--- Requirements ---
Output all of the entries exactly as written.

--- Provided records ---
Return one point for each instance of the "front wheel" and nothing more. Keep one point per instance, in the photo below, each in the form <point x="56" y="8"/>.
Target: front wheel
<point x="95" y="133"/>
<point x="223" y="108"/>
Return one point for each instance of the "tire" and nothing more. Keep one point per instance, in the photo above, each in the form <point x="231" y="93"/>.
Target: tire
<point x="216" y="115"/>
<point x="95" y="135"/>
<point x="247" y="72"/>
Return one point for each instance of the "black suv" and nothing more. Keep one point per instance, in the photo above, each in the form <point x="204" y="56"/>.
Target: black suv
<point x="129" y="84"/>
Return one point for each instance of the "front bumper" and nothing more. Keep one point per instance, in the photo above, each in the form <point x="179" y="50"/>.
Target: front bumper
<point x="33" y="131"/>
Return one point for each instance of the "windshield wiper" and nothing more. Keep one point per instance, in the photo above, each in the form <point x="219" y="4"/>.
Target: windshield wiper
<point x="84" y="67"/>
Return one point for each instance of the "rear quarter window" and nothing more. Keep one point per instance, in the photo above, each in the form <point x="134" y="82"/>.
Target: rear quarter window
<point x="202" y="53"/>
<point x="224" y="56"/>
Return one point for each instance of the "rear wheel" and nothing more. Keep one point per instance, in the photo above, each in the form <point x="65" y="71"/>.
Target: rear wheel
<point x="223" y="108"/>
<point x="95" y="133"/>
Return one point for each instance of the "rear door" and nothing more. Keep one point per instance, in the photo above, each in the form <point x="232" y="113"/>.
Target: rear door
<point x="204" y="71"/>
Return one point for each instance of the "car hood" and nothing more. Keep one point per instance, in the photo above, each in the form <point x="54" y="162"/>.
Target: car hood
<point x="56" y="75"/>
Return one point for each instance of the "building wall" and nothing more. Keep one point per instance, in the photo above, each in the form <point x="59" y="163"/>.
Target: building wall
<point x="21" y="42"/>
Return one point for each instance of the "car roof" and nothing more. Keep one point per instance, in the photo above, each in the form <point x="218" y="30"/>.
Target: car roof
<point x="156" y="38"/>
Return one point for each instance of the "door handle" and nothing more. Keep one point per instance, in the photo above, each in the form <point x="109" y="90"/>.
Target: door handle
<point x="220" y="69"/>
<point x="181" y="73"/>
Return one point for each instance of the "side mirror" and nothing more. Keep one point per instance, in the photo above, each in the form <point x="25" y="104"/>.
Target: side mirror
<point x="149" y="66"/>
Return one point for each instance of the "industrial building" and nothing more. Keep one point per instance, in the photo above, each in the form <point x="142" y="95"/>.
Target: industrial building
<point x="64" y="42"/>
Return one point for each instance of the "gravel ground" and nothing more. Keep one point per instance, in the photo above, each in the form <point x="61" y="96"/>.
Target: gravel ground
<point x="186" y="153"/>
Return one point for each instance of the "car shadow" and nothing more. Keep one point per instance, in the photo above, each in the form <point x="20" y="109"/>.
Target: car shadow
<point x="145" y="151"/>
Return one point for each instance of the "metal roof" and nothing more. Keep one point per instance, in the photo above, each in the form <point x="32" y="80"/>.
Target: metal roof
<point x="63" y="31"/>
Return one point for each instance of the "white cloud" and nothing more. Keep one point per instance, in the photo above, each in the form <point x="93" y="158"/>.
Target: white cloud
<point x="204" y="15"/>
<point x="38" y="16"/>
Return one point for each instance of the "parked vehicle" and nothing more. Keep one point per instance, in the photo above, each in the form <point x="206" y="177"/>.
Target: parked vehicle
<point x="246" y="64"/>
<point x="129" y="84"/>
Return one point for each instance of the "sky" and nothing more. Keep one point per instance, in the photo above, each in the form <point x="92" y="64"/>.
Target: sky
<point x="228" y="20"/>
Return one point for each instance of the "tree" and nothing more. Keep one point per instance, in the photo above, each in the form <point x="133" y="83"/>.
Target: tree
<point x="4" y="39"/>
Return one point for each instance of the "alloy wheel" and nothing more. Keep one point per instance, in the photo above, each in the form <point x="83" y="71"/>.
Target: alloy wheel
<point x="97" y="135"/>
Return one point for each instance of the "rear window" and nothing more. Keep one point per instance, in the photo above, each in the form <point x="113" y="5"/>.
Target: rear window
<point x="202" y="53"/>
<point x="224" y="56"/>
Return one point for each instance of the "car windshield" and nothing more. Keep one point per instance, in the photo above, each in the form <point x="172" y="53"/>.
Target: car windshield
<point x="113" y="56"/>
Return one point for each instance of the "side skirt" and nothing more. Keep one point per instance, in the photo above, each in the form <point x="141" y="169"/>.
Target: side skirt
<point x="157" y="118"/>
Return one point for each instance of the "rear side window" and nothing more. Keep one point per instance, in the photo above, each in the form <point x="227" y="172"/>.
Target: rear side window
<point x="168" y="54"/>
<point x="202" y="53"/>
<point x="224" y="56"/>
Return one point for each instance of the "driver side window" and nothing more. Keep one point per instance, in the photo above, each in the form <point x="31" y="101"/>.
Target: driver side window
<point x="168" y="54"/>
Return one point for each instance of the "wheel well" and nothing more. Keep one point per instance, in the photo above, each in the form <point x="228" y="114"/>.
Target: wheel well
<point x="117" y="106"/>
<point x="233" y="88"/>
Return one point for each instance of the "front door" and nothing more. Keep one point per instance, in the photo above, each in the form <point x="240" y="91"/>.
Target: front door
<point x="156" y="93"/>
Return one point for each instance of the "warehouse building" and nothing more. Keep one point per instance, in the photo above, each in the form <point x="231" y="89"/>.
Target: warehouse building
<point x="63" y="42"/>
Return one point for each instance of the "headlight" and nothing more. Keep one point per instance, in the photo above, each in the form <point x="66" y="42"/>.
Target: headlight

--- In response ---
Return one point for each instance of the "front wheel" and nothing more. Keep one point per instance, in the photo below, each in the form <point x="56" y="8"/>.
Target: front wheel
<point x="95" y="133"/>
<point x="223" y="108"/>
Return one point for each instance of the "tire" and nothing more. Keep one point per instance, in the photo above, each in the form <point x="231" y="93"/>.
Target: tire
<point x="216" y="115"/>
<point x="95" y="135"/>
<point x="247" y="72"/>
Return one point for each instance of the "black suv" and nothing more. Keep one point per instance, in the photo above, each in the form <point x="204" y="56"/>.
Target: black suv
<point x="129" y="84"/>
Return one point for each instance of the "front bumper" and nothing more. Keep one point per instance, in the photo above, each in the form <point x="179" y="50"/>.
Target: front bumper
<point x="33" y="131"/>
Return one point for each instance of the "windshield wiper" and nothing more. Keep one point per instance, in the photo above, each in the form <point x="219" y="4"/>.
Target: windshield wiper
<point x="84" y="67"/>
Return one point for each instance of the "rear quarter window" and nothing more. Keep one point per instance, in the photo above, each in the form <point x="134" y="82"/>.
Target: rear quarter window
<point x="202" y="53"/>
<point x="224" y="56"/>
Return one point for each instance of the "rear wheel" and nothing more. Keep one point per instance, in the photo above, each in the form <point x="65" y="71"/>.
Target: rear wheel
<point x="223" y="108"/>
<point x="95" y="133"/>
Return one point for each instance of the "rear door" and nothing more. Keep one point per instance, in the photo above, each in the form <point x="232" y="113"/>.
Target: rear door
<point x="204" y="71"/>
Return one point for each instance of the "car hood" and nothing more. Keep one point per instance, in the photo above, each in the form <point x="54" y="162"/>.
Target: car hood
<point x="56" y="75"/>
Return one point for each instance of the "building wall" and nothing more. Keep one point per instance, in the photo above, each in the form <point x="59" y="163"/>.
Target: building wall
<point x="21" y="42"/>
Return one point for each instance of the "car roof" and nothing more. Keep one point per instance, in the photo above, each in the form <point x="218" y="30"/>.
Target: car roof
<point x="156" y="38"/>
Return one point for each instance of the "door handle" and nothing more. Keep one point per instance, in the photo above, each in the form <point x="109" y="90"/>.
Target: door handle
<point x="220" y="69"/>
<point x="181" y="73"/>
Return one point for each instance of the "side mirror" and nothing more. Keep one point per instance, in the photo above, each in the form <point x="25" y="104"/>.
Target: side mirror
<point x="149" y="66"/>
Return one point for each instance of the "industrial building" and nothing more. Keep one point per instance, in the photo above, each in the form <point x="142" y="95"/>.
Target: industrial building
<point x="64" y="42"/>
Return one point for each instance of the "gravel ground" and nothing more. Keep one point per instance, in the photo above, each in the form <point x="61" y="96"/>.
Target: gravel ground
<point x="186" y="153"/>
Return one point for each instance of the "car shadow" and nothing more. Keep one point per instance, in the photo above, each in the form <point x="20" y="109"/>.
Target: car shadow
<point x="145" y="151"/>
Return one point for each instance of the "metal roof" and nothing more. Keep one point per instance, in the photo above, each in the form <point x="32" y="80"/>.
Target: metal roof
<point x="63" y="31"/>
Return one point for each instance of the "white cloud" and nothing more. Keep one point per instance, in the photo above, each in the form <point x="93" y="158"/>.
Target: white cloud
<point x="204" y="15"/>
<point x="38" y="16"/>
Return one point for each instance of the "parked vehicle" and nothing more. Keep one point per instance, in the photo above, each in the form <point x="206" y="177"/>.
Target: parked vehicle
<point x="246" y="64"/>
<point x="129" y="84"/>
Return one point for each instance of the "sky" and nothing more. Keep one point per instance, in the photo above, each in the form <point x="92" y="64"/>.
Target: sky
<point x="228" y="20"/>
Return one point for each instance of the "tree" and nothing more. Keep one point per instance, in the photo above, each in the form <point x="133" y="83"/>.
Target: tree
<point x="4" y="39"/>
Return one point for each instance of the "alloy wheel" and nothing more. Keep one point per instance, in the photo above, each in the form <point x="83" y="71"/>.
Target: alloy wheel
<point x="97" y="135"/>
Return one point for each instance of the "rear window" and nothing more. Keep one point per instance, in the photo above, each in the form <point x="113" y="5"/>.
Target: rear window
<point x="202" y="53"/>
<point x="224" y="56"/>
Return one point for each instance of the "car windshield" and nothing more. Keep one point per instance, in the photo above, each in the form <point x="172" y="53"/>.
Target: car windshield
<point x="113" y="56"/>
Return one point for each instance of the "side skirt" and nothing more. Keep one point per instance, in the photo above, each in the form <point x="141" y="169"/>.
Target: side skirt
<point x="157" y="118"/>
Return one point for each instance of the "rear side window" and nothing more. Keep one point per instance, in the photo above, each in the form <point x="227" y="172"/>.
Target: rear side window
<point x="168" y="54"/>
<point x="202" y="53"/>
<point x="224" y="56"/>
Return one point for each instance of the "driver side window" and nothing more. Keep one point per instance, in the photo above, each in the form <point x="31" y="101"/>.
Target: driver side window
<point x="168" y="54"/>
Return one point for each instance of the "wheel well" and nothing more. Keep one point per instance, in the photo above, each in the form <point x="228" y="114"/>.
Target: wheel well
<point x="117" y="106"/>
<point x="233" y="88"/>
Return one point for each instance of the "front door" and nothing more. Keep one point per instance, in the photo above, each in the form <point x="240" y="91"/>.
Target: front door
<point x="156" y="93"/>
Return one point for each instance of the "warehouse building" and nothing more. Keep one point per instance, in the photo above, each in the form <point x="231" y="89"/>.
Target: warehouse building
<point x="63" y="42"/>
Return one point for each instance of the "headlight" and nothing more. Keep one point per instance, in the photo above, each in the form <point x="66" y="42"/>.
Target: headlight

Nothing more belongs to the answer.